▶ Given exercise: Pick out each line in the data that contains the string "window", treating uppercase and lowercase as different.

=== Input data ===

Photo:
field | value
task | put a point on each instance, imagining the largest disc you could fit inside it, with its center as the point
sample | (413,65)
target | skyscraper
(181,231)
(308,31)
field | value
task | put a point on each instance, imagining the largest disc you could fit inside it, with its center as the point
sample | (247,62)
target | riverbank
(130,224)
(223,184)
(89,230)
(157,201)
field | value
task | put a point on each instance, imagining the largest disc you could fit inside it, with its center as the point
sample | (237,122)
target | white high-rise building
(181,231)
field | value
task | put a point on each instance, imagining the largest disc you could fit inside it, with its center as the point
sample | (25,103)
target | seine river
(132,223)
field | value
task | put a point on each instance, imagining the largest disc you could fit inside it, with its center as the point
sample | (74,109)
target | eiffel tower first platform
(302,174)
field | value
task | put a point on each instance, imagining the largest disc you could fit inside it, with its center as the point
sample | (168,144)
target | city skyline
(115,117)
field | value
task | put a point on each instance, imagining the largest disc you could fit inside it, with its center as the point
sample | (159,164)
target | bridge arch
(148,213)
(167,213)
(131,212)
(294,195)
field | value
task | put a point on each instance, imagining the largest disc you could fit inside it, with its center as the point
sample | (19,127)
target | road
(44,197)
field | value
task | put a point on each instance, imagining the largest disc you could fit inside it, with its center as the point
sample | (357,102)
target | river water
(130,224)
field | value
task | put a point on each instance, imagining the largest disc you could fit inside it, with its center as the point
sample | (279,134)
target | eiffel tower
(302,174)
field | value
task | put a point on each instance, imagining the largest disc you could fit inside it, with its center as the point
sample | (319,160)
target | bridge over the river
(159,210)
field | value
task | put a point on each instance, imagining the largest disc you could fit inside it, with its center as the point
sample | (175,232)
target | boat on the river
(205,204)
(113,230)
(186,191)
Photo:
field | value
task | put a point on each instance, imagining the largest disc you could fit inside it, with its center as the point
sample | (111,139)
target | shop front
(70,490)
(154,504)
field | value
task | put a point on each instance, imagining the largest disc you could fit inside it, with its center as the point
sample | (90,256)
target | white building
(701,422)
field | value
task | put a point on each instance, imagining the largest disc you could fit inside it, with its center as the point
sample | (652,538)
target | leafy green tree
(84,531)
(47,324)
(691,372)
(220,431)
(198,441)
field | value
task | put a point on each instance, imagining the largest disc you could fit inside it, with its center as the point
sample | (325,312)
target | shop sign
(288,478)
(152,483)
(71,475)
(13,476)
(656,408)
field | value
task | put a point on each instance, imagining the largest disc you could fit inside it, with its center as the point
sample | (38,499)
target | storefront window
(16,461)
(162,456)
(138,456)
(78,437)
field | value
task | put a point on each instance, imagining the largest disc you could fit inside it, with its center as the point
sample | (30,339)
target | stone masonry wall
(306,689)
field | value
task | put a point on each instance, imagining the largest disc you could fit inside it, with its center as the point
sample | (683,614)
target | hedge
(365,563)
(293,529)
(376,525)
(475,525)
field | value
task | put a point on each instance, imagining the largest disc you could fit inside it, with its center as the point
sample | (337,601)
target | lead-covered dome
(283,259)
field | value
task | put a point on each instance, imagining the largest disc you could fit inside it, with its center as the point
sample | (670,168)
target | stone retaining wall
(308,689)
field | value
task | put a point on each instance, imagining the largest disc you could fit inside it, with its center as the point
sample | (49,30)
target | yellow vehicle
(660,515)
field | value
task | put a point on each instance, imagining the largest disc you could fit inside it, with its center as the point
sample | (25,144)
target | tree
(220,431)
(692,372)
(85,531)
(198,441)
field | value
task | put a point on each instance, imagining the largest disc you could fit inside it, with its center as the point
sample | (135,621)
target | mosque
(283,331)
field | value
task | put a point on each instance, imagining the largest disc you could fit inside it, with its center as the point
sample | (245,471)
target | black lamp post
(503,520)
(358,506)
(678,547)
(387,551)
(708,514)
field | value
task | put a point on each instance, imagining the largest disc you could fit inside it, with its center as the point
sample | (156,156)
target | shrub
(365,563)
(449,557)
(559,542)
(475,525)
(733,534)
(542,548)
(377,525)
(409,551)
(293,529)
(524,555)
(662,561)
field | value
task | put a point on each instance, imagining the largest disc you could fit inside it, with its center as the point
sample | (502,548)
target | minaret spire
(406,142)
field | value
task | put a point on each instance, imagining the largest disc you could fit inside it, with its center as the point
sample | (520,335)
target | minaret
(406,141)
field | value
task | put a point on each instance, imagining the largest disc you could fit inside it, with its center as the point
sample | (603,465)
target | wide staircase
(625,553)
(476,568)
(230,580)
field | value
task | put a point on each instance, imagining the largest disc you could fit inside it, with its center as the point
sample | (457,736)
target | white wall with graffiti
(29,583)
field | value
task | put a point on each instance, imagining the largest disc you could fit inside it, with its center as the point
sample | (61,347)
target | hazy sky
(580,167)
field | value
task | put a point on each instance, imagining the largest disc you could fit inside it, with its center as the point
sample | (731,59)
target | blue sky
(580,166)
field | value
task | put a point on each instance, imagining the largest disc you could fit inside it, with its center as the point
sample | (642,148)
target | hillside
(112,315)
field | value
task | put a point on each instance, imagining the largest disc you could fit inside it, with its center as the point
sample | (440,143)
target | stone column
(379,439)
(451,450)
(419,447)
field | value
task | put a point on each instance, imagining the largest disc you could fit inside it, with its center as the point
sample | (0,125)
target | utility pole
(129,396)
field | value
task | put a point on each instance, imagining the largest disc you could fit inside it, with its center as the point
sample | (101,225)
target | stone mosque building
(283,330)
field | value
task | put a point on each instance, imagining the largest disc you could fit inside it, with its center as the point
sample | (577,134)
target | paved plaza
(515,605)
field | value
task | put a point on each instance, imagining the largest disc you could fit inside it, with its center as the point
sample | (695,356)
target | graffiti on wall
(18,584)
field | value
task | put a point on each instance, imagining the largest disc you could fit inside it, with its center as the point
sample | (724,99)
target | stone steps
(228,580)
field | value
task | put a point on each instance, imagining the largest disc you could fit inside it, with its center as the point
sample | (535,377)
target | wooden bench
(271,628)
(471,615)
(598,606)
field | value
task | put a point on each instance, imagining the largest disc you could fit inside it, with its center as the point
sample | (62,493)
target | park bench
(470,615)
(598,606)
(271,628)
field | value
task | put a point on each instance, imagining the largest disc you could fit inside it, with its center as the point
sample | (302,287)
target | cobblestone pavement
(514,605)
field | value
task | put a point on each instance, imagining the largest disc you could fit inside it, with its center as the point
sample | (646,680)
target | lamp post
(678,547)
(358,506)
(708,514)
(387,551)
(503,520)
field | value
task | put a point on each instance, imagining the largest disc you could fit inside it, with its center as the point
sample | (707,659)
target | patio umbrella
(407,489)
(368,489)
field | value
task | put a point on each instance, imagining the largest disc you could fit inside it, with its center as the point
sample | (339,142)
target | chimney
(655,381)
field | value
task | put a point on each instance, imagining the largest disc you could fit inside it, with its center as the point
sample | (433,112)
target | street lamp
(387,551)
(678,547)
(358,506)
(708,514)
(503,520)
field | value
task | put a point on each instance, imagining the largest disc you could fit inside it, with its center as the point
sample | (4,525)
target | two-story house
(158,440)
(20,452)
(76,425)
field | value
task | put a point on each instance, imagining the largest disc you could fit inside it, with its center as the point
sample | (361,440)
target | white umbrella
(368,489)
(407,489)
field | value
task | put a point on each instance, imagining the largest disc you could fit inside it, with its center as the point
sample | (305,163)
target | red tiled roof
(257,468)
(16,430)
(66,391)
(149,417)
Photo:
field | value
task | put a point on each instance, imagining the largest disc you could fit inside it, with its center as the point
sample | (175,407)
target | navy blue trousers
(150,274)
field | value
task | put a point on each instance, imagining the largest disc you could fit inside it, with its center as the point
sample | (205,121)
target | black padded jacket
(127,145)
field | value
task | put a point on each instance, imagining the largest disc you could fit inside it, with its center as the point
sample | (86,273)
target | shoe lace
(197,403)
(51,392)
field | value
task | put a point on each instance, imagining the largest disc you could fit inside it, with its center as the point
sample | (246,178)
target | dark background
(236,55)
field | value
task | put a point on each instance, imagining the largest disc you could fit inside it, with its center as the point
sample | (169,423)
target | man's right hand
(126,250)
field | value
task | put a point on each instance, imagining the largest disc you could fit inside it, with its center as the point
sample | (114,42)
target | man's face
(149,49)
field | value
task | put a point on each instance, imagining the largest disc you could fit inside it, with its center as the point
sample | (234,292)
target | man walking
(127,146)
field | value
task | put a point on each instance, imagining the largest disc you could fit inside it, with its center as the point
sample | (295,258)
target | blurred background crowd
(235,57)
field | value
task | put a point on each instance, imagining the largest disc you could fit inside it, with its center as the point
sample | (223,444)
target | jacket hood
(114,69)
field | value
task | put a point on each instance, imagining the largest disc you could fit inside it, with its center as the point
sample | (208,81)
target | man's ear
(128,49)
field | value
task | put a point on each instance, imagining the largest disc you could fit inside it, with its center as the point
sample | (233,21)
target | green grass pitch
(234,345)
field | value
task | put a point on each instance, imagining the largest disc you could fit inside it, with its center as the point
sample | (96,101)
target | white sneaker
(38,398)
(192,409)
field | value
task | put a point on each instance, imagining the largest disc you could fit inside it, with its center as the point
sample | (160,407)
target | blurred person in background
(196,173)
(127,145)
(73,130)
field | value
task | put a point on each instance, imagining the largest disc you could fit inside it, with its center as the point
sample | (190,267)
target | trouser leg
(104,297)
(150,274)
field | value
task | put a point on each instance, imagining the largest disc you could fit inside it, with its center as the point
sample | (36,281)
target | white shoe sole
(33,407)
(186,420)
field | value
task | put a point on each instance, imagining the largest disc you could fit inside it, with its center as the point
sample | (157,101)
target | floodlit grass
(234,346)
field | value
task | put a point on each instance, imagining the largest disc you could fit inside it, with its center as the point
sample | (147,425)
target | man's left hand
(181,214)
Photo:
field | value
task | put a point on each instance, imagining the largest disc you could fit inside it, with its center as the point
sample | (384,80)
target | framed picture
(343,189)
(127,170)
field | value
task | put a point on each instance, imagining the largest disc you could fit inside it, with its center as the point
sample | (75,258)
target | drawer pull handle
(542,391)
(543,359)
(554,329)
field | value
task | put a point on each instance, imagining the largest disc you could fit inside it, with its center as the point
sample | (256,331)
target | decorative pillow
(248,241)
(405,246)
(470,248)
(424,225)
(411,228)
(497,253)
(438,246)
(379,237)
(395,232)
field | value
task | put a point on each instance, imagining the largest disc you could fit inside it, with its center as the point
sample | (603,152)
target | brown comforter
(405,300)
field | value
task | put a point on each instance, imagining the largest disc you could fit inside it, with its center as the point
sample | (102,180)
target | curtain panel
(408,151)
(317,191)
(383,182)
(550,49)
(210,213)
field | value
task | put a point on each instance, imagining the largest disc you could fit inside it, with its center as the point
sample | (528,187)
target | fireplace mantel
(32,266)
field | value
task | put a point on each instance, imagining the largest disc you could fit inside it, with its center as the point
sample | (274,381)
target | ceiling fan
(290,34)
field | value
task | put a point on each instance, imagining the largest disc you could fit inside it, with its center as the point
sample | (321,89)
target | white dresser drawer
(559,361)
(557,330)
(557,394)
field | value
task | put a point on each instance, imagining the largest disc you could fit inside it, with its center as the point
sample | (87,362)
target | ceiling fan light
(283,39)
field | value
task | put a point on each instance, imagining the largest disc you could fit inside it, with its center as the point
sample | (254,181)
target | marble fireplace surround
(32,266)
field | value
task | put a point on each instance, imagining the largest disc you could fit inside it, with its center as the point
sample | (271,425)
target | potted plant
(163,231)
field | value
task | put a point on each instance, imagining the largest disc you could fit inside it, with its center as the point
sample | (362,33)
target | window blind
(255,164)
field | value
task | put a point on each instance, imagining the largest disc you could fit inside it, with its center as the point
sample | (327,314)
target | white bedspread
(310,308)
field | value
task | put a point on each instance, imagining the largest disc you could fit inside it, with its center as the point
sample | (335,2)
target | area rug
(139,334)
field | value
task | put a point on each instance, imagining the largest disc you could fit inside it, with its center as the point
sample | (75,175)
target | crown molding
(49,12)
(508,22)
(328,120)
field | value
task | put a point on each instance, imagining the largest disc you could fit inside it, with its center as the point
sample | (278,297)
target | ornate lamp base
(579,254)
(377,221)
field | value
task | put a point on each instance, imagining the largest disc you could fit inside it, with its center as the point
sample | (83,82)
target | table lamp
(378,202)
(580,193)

===

▶ Answer to this exercise:
target | storefront window
target | window blind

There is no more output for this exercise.